### WHAT NEEDS TO BE DONE
Write out all the rows again, swapping "capture" for "snapshot" and changing nothing else.

- - -

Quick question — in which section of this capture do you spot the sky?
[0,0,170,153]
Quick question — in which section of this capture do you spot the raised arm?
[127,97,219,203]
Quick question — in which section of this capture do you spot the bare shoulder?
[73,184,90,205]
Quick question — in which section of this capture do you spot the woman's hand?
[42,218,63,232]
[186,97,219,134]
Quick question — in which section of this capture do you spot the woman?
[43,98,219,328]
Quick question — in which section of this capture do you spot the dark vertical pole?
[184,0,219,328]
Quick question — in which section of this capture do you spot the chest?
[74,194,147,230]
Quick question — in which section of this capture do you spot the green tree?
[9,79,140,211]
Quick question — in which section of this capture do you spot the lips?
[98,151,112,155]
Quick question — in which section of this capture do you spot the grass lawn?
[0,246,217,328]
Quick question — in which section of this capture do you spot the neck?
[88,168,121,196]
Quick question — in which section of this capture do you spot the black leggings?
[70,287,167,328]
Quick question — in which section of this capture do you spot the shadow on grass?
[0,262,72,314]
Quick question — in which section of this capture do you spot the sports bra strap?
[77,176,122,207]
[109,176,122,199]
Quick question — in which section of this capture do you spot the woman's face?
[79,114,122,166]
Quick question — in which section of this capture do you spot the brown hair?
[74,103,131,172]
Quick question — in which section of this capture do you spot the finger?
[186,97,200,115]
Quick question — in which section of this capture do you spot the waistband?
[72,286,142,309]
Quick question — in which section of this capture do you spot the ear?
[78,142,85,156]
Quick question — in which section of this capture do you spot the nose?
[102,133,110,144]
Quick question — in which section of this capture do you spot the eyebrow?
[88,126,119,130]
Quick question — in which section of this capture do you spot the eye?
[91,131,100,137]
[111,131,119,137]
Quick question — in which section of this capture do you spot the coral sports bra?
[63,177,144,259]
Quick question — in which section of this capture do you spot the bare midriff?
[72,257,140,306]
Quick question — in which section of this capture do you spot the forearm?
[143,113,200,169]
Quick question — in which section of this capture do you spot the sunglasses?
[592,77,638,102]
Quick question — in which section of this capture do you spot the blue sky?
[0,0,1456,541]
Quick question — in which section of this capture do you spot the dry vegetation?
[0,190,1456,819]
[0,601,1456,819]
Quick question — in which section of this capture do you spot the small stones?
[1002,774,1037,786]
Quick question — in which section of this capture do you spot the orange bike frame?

- - -

### THE OUTPUT
Quick question — in which section of this snapshot do you spot the sky?
[0,0,170,153]
Quick question — in which section of this snapshot do you spot the raised arm?
[127,97,219,203]
Quick question — in which section of this snapshot do you spot the bare shoulder?
[73,184,90,205]
Quick question — in which section of this snapshot do you spot the woman's hand?
[42,218,63,232]
[186,97,219,134]
Quick question — in which section of this snapshot do you spot the woman?
[43,98,219,328]
Quick question — in which section of this snapshot do you spot the dark vertical pole?
[184,0,219,328]
Quick question — in which section of this snapshot do you spot the chest?
[74,194,147,230]
Quick question — in which section of this snapshot do you spot the green tree?
[9,79,140,211]
Quick question — in which section of this snapshot do you spot the lips?
[98,151,112,155]
Quick question — in which section of this snapshot do you spot the grass lawn?
[0,246,217,328]
Quick question — in which section of this snapshot do you spot the neck?
[88,168,121,196]
Quick question — in which section of this snapshot do you spot the black leggings?
[70,287,167,328]
Quick question — in which section of this snapshot do you spot the shadow on grass?
[0,262,72,314]
Quick question — in which section of this snapshot do you spot the sports bra strap?
[77,176,122,207]
[109,176,122,199]
Quick question — in which section of this snapshot do you spot the woman's face?
[79,114,122,166]
Quick question — in which section of this snapshot do you spot the brown hair?
[74,103,131,172]
Quick question — in which section of this snapshot do you spot the finger?
[186,97,200,115]
Quick question — in which section of this snapshot do you spot the waistband?
[72,286,142,309]
Quick question — in which section of this snapshot do you spot the ear?
[78,142,85,156]
Quick question — in which section of this snapshot do you spot the nose?
[102,133,110,144]
Quick question — in which section of this snapshot do you spot the eyebrow?
[88,126,119,130]
Quick question — in which section of this snapshot do you spot the eye?
[91,131,100,137]
[111,131,119,137]
Quick question — in which section of this snapshot do you spot the coral sports bra?
[63,177,144,259]
Quick question — in which section of this snapshot do you spot the bare midriff?
[72,257,140,306]
Quick question — in which section of this snapshot do you spot the forearm?
[143,113,200,169]
Quick question — in which section of this snapshot do you spot the sunglasses?
[592,77,638,102]
Quick question — in which section of this snapshot do you spot the blue sky?
[0,0,1456,541]
Quick question — in which section of this snapshot do you spot the dry vegetation?
[0,190,1456,819]
[0,601,1456,819]
Quick question — in which section of this snapshot do you spot the small stones?
[1002,774,1037,786]
Quick question — in which section of this snapshot do you spot the orange bike frame?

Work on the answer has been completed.